-------- Records provided --------

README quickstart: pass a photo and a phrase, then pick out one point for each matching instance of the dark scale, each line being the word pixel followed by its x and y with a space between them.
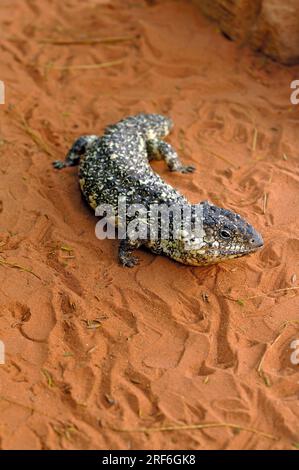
pixel 117 164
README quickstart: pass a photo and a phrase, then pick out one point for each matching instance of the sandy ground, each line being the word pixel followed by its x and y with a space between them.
pixel 95 353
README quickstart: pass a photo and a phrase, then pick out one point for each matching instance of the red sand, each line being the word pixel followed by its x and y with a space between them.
pixel 171 346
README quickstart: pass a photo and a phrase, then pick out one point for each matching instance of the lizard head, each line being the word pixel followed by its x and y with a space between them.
pixel 224 235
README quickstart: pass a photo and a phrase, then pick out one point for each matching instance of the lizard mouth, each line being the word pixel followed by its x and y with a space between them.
pixel 237 254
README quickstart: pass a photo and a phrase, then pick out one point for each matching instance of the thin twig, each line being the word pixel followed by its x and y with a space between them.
pixel 270 346
pixel 198 426
pixel 87 66
pixel 18 266
pixel 87 41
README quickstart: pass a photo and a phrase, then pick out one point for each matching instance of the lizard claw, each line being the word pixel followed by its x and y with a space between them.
pixel 58 164
pixel 129 261
pixel 187 169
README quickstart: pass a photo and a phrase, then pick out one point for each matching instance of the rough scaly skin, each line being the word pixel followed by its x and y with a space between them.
pixel 117 165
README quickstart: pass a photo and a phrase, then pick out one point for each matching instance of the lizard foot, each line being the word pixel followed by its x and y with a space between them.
pixel 129 261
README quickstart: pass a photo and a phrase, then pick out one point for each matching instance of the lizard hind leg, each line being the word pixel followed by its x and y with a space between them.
pixel 78 149
pixel 125 251
pixel 160 150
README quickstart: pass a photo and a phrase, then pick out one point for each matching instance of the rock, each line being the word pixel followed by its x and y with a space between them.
pixel 270 26
pixel 276 32
pixel 234 17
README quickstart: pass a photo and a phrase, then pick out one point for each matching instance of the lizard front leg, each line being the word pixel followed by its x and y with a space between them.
pixel 160 150
pixel 126 248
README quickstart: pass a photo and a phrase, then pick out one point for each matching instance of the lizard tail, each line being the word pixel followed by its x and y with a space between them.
pixel 77 151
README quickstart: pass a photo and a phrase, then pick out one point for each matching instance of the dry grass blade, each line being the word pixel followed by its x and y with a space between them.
pixel 265 200
pixel 87 66
pixel 199 426
pixel 35 136
pixel 87 41
pixel 265 294
pixel 254 140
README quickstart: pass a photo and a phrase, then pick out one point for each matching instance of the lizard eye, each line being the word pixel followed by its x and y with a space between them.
pixel 225 234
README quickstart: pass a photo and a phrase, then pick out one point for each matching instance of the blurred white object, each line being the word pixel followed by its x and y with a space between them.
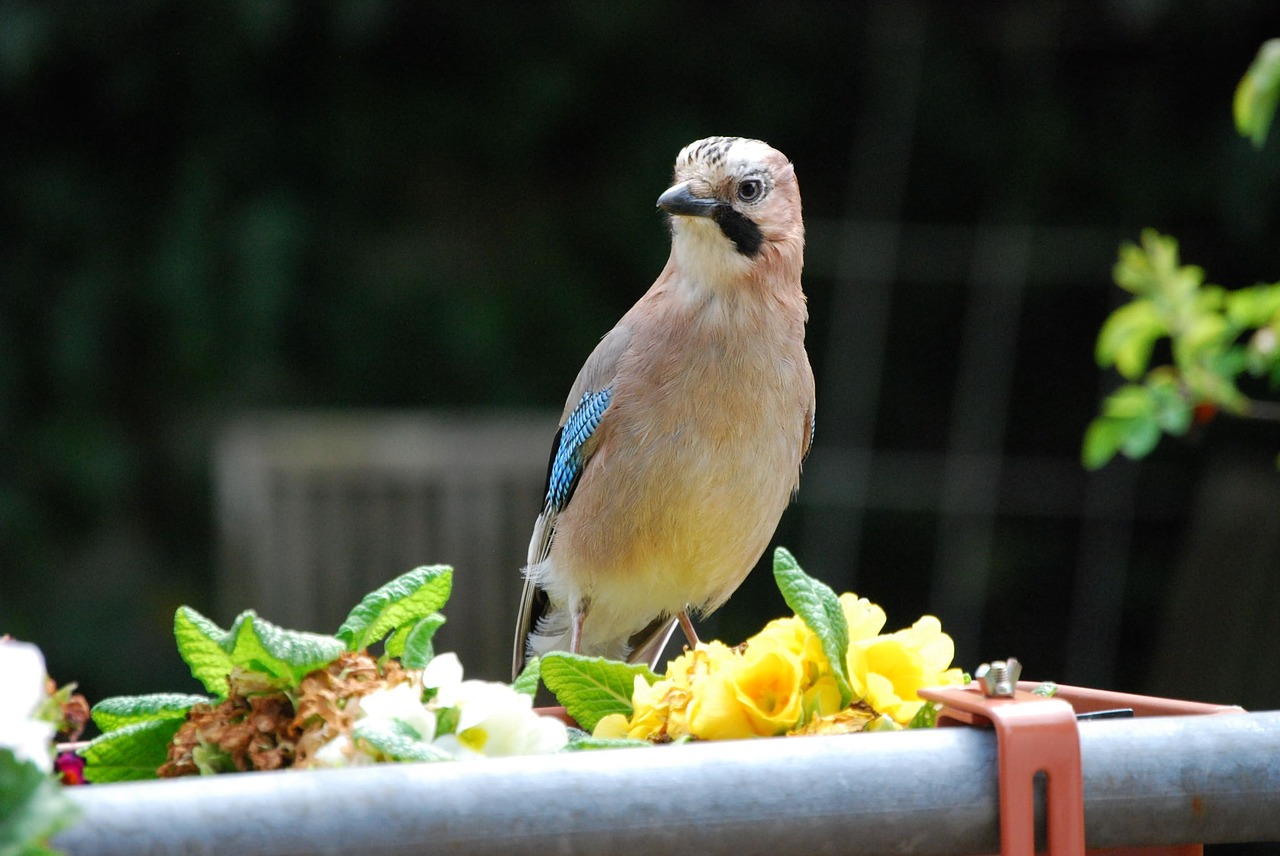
pixel 24 690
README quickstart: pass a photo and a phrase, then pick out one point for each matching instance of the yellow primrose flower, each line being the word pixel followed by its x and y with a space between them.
pixel 795 636
pixel 864 618
pixel 841 722
pixel 887 671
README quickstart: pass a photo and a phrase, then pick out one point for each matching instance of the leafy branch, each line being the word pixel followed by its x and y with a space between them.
pixel 1215 335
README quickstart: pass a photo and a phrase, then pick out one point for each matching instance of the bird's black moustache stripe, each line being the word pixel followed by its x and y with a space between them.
pixel 740 229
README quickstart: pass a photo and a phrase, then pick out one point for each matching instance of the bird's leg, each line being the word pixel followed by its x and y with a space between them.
pixel 688 626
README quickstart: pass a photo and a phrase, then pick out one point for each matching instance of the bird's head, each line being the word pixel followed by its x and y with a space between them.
pixel 735 209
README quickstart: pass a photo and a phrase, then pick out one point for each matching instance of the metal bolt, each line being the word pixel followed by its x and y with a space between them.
pixel 999 677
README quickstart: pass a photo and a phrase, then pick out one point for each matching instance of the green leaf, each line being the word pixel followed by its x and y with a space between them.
pixel 1253 307
pixel 200 644
pixel 416 646
pixel 283 655
pixel 529 677
pixel 1101 442
pixel 818 605
pixel 1257 94
pixel 129 752
pixel 580 741
pixel 403 600
pixel 592 689
pixel 32 806
pixel 1128 337
pixel 397 741
pixel 118 712
pixel 1129 402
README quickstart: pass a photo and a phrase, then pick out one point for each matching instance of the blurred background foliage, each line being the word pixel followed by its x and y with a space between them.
pixel 277 204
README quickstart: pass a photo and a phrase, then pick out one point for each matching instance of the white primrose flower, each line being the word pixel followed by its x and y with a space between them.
pixel 443 671
pixel 23 690
pixel 496 721
pixel 402 703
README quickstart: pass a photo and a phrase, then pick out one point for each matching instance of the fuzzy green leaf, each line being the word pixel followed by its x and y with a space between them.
pixel 526 681
pixel 818 605
pixel 129 752
pixel 118 712
pixel 592 689
pixel 1128 337
pixel 580 742
pixel 32 806
pixel 416 650
pixel 1101 442
pixel 397 741
pixel 200 644
pixel 283 655
pixel 403 600
pixel 1257 95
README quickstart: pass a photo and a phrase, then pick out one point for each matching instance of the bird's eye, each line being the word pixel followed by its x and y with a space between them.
pixel 750 190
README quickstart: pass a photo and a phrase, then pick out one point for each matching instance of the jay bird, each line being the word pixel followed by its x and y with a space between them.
pixel 682 438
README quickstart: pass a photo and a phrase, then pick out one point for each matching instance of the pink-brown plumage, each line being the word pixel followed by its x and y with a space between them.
pixel 684 479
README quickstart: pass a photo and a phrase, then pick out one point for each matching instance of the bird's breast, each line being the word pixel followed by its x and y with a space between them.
pixel 698 457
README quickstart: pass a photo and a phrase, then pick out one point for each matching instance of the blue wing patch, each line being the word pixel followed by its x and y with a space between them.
pixel 567 459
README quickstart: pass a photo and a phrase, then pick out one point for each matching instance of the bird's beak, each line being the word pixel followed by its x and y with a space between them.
pixel 681 200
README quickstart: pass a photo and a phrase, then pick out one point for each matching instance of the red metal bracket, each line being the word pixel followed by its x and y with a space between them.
pixel 1037 735
pixel 1033 735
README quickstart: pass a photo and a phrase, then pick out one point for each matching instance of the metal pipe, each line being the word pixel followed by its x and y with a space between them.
pixel 1148 781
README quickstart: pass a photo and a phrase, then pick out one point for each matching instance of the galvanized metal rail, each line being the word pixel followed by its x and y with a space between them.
pixel 1148 781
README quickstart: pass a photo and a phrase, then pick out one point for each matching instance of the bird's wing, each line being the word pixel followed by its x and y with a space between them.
pixel 589 398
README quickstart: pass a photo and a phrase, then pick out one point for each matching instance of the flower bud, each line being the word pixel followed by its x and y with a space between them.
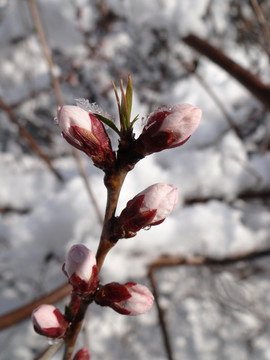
pixel 149 207
pixel 48 321
pixel 128 299
pixel 82 354
pixel 86 132
pixel 167 128
pixel 81 270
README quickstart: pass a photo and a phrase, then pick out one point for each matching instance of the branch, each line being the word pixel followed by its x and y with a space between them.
pixel 29 139
pixel 249 81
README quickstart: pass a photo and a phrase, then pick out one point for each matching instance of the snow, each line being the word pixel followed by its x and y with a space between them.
pixel 211 312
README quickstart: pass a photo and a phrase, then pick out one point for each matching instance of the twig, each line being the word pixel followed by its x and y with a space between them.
pixel 262 21
pixel 29 139
pixel 46 51
pixel 192 71
pixel 251 82
pixel 87 184
pixel 50 351
pixel 58 94
pixel 162 321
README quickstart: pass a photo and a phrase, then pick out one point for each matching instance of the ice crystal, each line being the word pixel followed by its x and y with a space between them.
pixel 92 108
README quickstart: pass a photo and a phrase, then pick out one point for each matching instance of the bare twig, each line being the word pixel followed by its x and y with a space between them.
pixel 29 139
pixel 46 51
pixel 262 21
pixel 162 321
pixel 58 94
pixel 251 82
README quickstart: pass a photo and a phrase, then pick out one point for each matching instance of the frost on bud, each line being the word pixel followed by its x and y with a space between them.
pixel 81 270
pixel 48 321
pixel 86 132
pixel 150 207
pixel 167 128
pixel 82 354
pixel 128 299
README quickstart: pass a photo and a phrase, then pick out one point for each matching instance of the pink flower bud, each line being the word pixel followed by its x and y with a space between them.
pixel 48 321
pixel 128 299
pixel 86 132
pixel 81 270
pixel 149 207
pixel 167 128
pixel 82 354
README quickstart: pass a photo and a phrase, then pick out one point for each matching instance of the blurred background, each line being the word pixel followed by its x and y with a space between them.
pixel 209 53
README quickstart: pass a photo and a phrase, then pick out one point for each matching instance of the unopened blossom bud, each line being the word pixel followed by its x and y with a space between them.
pixel 167 128
pixel 48 321
pixel 82 354
pixel 150 207
pixel 86 132
pixel 128 299
pixel 81 270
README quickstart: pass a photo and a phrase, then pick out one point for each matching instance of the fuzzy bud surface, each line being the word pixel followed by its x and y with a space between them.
pixel 48 321
pixel 149 207
pixel 167 128
pixel 86 132
pixel 80 268
pixel 128 299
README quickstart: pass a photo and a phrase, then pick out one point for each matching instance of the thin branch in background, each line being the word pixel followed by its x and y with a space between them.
pixel 192 70
pixel 262 21
pixel 248 80
pixel 46 51
pixel 161 316
pixel 59 96
pixel 29 139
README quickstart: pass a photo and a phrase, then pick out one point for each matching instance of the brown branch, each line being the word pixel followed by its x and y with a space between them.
pixel 46 51
pixel 59 96
pixel 249 81
pixel 161 317
pixel 29 139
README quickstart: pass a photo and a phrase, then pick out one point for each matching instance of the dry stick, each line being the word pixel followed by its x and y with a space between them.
pixel 58 93
pixel 29 139
pixel 262 21
pixel 162 321
pixel 46 51
pixel 251 82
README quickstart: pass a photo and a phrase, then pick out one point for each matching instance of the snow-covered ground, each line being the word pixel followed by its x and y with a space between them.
pixel 211 312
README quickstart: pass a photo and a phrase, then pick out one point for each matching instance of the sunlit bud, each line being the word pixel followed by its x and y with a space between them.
pixel 128 299
pixel 86 132
pixel 48 321
pixel 149 207
pixel 82 354
pixel 81 270
pixel 167 128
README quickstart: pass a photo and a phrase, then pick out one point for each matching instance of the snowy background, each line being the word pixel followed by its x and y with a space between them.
pixel 223 175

--------

What the exercise asks:
Look above for the line containing "of the brown". From there to the final line of the entries, repeat every line exactly.

Written response:
README quickstart: pass a photo and a phrase, then pick out one point for each matching instance of the brown branch, each line being the word pixel followed by its x and y with a space between them.
pixel 46 51
pixel 59 96
pixel 249 81
pixel 161 317
pixel 29 139
README quickstart: pass a photo and a phrase, then pick out one point for each matching instance of the dry stick, each line being the word pixel followed by its x and y with a space between them.
pixel 58 93
pixel 29 139
pixel 262 21
pixel 162 321
pixel 46 51
pixel 251 82
README quickstart: pass a photo and a phrase, then pick out one point for each matching instance of the snow-covered ground, each line being the word pixel followed by its x and y with a space between them.
pixel 211 312
README quickstart: pass a photo and a phrase, then pick out one point for each matching instance of the sunlit bud, each line being the word pixel followed by its x and y with a space between them.
pixel 128 299
pixel 86 132
pixel 48 321
pixel 149 207
pixel 82 354
pixel 81 270
pixel 167 128
README quickstart: pass a photo and a phrase, then pick out one point for each matching instance of the snowy background, each line being the word pixel followed by its x and y with a space between them.
pixel 223 175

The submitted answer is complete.